PROBLEM TO SOLVE: Please pull out every line in the entries below that contains the word "door". Matching is case-sensitive.

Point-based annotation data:
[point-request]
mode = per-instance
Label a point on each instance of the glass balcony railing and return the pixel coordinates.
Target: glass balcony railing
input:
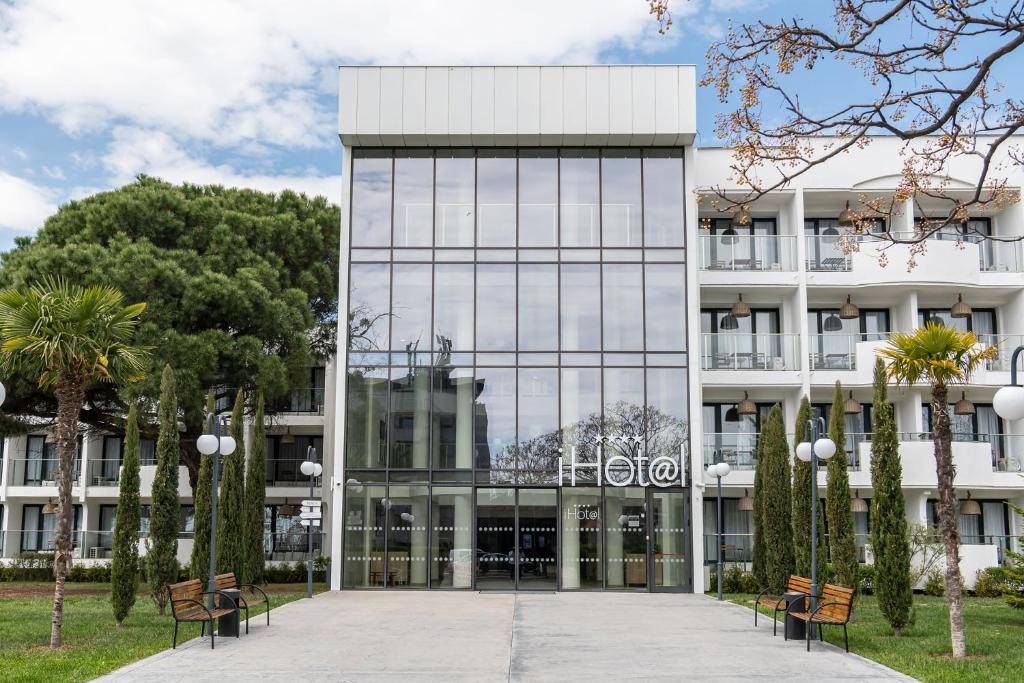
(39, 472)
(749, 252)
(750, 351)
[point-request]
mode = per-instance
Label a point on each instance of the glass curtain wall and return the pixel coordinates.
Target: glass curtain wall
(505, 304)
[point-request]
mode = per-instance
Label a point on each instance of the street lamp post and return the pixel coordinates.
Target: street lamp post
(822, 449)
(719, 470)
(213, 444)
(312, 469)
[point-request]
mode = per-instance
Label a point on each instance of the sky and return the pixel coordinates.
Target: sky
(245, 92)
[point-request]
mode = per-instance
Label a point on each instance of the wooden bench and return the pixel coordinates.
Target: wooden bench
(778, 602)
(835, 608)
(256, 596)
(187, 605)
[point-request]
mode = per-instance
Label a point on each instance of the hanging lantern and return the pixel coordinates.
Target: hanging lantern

---

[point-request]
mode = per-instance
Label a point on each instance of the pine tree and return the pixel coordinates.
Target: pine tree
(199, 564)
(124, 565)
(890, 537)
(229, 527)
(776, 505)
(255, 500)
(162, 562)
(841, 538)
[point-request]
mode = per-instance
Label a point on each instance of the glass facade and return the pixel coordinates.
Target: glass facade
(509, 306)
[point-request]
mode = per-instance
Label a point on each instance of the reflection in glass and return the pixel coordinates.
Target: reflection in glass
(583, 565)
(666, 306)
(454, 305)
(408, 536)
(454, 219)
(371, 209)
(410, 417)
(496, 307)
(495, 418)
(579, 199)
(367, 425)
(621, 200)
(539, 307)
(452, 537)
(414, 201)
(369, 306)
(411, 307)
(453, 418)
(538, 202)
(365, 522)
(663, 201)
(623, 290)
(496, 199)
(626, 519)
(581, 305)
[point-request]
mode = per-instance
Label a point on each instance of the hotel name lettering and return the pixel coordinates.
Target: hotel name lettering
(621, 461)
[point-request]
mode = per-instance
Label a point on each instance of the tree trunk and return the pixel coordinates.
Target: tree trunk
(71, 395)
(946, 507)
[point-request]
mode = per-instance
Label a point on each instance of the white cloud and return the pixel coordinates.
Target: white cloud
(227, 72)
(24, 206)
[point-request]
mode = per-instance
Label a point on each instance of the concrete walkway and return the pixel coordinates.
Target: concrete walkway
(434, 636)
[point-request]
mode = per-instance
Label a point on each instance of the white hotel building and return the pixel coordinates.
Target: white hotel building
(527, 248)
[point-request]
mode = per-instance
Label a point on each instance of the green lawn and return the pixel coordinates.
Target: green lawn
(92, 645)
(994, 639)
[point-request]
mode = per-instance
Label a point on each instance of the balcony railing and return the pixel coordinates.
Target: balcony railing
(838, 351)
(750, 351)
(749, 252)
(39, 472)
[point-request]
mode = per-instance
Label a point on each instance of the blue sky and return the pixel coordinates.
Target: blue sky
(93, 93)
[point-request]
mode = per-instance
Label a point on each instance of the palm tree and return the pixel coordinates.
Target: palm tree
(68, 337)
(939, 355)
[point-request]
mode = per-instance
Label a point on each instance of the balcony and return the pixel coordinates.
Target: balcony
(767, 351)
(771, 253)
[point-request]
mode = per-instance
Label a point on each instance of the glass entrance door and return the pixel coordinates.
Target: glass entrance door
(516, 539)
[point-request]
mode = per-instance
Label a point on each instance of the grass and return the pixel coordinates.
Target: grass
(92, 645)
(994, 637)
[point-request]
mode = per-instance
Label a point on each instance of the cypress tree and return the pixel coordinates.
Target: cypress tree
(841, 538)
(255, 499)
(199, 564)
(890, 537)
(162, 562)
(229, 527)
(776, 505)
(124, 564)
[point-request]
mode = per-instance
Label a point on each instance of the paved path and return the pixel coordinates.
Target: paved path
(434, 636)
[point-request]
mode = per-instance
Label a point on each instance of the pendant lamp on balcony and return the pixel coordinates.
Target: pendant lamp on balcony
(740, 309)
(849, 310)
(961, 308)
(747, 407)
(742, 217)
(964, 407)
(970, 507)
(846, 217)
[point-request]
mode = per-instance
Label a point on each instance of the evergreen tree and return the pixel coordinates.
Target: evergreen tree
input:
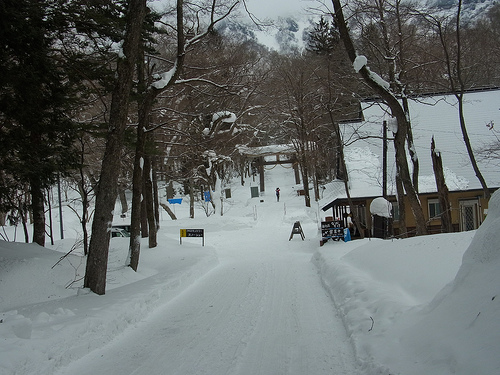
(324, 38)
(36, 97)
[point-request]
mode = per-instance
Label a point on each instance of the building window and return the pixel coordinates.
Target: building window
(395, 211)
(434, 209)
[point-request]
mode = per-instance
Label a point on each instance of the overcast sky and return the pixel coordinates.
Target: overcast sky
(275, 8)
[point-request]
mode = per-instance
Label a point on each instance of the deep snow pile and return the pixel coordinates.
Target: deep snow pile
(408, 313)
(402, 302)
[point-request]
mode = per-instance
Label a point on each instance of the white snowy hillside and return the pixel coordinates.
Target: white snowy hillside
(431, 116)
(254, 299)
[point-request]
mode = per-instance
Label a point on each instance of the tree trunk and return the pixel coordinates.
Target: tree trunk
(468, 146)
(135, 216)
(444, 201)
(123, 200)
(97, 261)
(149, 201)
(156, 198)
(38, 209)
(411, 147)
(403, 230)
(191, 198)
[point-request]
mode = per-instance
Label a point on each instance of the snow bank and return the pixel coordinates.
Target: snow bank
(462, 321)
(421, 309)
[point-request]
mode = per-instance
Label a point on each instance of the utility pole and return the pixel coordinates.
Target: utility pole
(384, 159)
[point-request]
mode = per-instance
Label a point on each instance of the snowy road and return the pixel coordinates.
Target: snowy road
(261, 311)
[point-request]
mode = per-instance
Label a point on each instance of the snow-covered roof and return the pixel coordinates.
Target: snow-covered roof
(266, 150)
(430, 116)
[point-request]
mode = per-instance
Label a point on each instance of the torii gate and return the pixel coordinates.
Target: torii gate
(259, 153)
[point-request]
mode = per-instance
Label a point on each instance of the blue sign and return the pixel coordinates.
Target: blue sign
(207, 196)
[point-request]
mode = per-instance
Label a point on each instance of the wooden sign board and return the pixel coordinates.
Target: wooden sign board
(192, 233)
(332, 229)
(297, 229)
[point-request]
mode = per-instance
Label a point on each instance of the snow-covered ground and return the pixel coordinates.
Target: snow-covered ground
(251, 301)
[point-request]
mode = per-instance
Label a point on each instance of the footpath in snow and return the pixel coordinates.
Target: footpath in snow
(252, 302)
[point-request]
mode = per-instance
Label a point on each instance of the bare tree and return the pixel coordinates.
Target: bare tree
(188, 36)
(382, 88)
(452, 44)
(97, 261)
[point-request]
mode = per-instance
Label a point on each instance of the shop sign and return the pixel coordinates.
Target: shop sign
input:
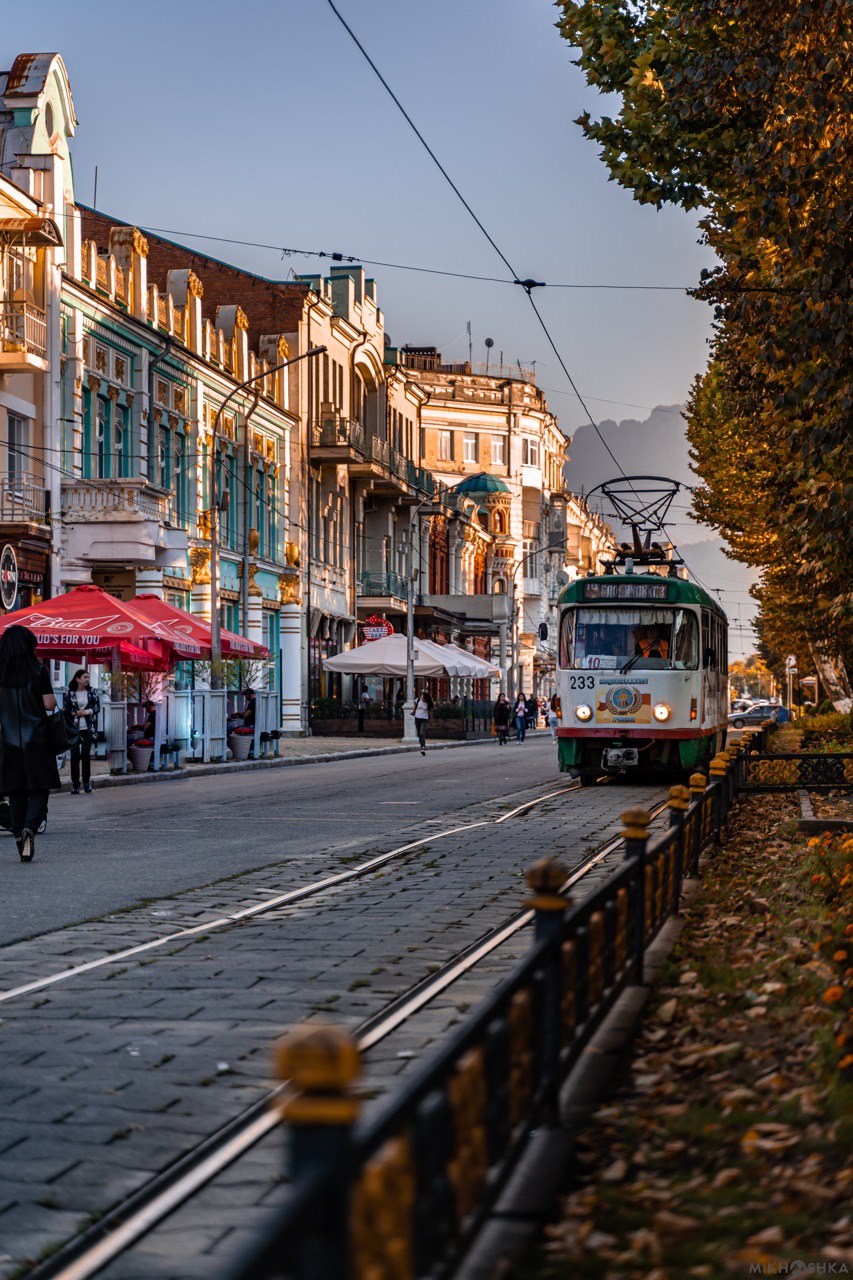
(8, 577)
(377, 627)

RESULT OF THIS EXERCISE:
Label a point on each instance of the glass entrance door and return the pixel coordinates.
Target: glass entrance door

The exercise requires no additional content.